Object location annotation data

•••••

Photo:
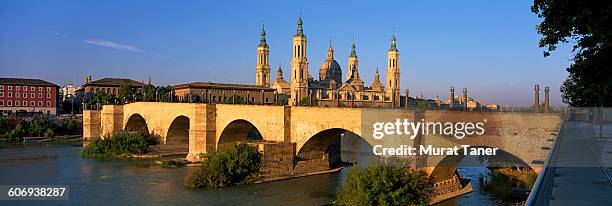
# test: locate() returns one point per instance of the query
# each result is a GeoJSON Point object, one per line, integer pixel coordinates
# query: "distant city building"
{"type": "Point", "coordinates": [68, 92]}
{"type": "Point", "coordinates": [28, 95]}
{"type": "Point", "coordinates": [330, 89]}
{"type": "Point", "coordinates": [493, 107]}
{"type": "Point", "coordinates": [222, 93]}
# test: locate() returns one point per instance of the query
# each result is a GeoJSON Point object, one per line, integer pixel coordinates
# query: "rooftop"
{"type": "Point", "coordinates": [21, 81]}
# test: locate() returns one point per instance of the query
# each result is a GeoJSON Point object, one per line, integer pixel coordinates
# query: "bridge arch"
{"type": "Point", "coordinates": [445, 169]}
{"type": "Point", "coordinates": [239, 130]}
{"type": "Point", "coordinates": [177, 138]}
{"type": "Point", "coordinates": [136, 123]}
{"type": "Point", "coordinates": [324, 150]}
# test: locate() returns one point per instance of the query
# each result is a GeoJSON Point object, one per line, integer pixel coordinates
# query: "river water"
{"type": "Point", "coordinates": [142, 182]}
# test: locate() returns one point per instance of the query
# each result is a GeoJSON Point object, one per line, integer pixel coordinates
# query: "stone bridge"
{"type": "Point", "coordinates": [303, 139]}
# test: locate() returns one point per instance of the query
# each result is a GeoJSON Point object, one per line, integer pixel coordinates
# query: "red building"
{"type": "Point", "coordinates": [28, 95]}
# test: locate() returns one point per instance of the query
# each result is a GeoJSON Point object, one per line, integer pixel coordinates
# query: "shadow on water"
{"type": "Point", "coordinates": [119, 182]}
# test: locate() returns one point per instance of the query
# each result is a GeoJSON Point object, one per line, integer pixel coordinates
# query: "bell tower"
{"type": "Point", "coordinates": [299, 66]}
{"type": "Point", "coordinates": [353, 63]}
{"type": "Point", "coordinates": [262, 72]}
{"type": "Point", "coordinates": [393, 72]}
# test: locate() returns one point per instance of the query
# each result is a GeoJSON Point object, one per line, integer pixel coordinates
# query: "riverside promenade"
{"type": "Point", "coordinates": [579, 169]}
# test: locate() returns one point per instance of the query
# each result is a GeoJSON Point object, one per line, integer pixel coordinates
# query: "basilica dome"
{"type": "Point", "coordinates": [330, 69]}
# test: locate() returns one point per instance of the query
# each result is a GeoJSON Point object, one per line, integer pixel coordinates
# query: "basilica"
{"type": "Point", "coordinates": [330, 89]}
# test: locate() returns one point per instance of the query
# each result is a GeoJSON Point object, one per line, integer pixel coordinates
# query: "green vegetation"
{"type": "Point", "coordinates": [172, 164]}
{"type": "Point", "coordinates": [126, 93]}
{"type": "Point", "coordinates": [385, 185]}
{"type": "Point", "coordinates": [120, 144]}
{"type": "Point", "coordinates": [503, 180]}
{"type": "Point", "coordinates": [13, 129]}
{"type": "Point", "coordinates": [238, 164]}
{"type": "Point", "coordinates": [282, 100]}
{"type": "Point", "coordinates": [586, 26]}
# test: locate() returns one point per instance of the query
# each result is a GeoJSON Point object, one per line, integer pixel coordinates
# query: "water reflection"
{"type": "Point", "coordinates": [108, 182]}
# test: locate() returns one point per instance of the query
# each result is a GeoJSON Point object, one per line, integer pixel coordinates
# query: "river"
{"type": "Point", "coordinates": [142, 182]}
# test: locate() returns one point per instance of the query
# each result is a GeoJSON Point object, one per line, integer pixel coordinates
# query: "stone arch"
{"type": "Point", "coordinates": [239, 130]}
{"type": "Point", "coordinates": [445, 169]}
{"type": "Point", "coordinates": [177, 138]}
{"type": "Point", "coordinates": [323, 150]}
{"type": "Point", "coordinates": [136, 123]}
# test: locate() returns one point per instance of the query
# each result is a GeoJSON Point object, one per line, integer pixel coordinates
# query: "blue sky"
{"type": "Point", "coordinates": [490, 47]}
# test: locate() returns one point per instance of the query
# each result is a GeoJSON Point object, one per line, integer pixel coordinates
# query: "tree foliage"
{"type": "Point", "coordinates": [308, 100]}
{"type": "Point", "coordinates": [586, 25]}
{"type": "Point", "coordinates": [239, 164]}
{"type": "Point", "coordinates": [121, 143]}
{"type": "Point", "coordinates": [386, 185]}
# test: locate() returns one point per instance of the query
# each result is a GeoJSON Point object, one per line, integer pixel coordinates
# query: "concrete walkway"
{"type": "Point", "coordinates": [582, 165]}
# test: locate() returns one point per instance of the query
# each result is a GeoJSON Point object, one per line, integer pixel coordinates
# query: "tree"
{"type": "Point", "coordinates": [587, 25]}
{"type": "Point", "coordinates": [308, 100]}
{"type": "Point", "coordinates": [39, 124]}
{"type": "Point", "coordinates": [423, 105]}
{"type": "Point", "coordinates": [386, 185]}
{"type": "Point", "coordinates": [126, 92]}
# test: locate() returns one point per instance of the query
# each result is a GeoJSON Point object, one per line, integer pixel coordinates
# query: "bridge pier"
{"type": "Point", "coordinates": [91, 126]}
{"type": "Point", "coordinates": [112, 119]}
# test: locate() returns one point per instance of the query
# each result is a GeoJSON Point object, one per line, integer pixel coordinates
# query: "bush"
{"type": "Point", "coordinates": [49, 133]}
{"type": "Point", "coordinates": [172, 164]}
{"type": "Point", "coordinates": [15, 135]}
{"type": "Point", "coordinates": [121, 143]}
{"type": "Point", "coordinates": [239, 164]}
{"type": "Point", "coordinates": [385, 185]}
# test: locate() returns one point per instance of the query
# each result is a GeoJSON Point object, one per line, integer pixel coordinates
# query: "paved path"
{"type": "Point", "coordinates": [582, 165]}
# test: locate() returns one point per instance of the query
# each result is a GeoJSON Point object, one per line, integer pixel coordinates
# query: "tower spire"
{"type": "Point", "coordinates": [262, 39]}
{"type": "Point", "coordinates": [330, 51]}
{"type": "Point", "coordinates": [353, 52]}
{"type": "Point", "coordinates": [393, 43]}
{"type": "Point", "coordinates": [300, 31]}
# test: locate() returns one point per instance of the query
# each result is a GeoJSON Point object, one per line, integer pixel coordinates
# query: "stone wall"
{"type": "Point", "coordinates": [277, 159]}
{"type": "Point", "coordinates": [91, 126]}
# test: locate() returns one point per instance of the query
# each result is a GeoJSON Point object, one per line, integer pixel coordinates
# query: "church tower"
{"type": "Point", "coordinates": [299, 66]}
{"type": "Point", "coordinates": [353, 63]}
{"type": "Point", "coordinates": [262, 72]}
{"type": "Point", "coordinates": [393, 73]}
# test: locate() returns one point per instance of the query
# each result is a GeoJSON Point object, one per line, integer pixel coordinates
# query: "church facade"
{"type": "Point", "coordinates": [330, 89]}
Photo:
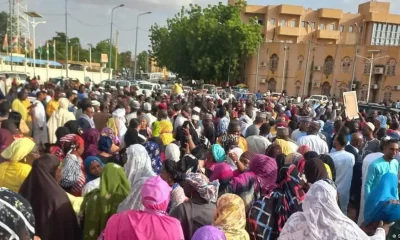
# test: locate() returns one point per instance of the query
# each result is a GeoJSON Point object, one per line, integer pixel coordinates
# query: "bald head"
{"type": "Point", "coordinates": [357, 140]}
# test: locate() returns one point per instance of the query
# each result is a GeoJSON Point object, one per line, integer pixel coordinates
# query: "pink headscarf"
{"type": "Point", "coordinates": [152, 223]}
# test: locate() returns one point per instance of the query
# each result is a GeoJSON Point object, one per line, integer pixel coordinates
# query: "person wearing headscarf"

•••••

Exercise aim: Collect every line of the data that contains the word "bridge". Case matters.

Reply:
# query: "bridge arch"
# query: "stone bridge"
# query: "bridge pier"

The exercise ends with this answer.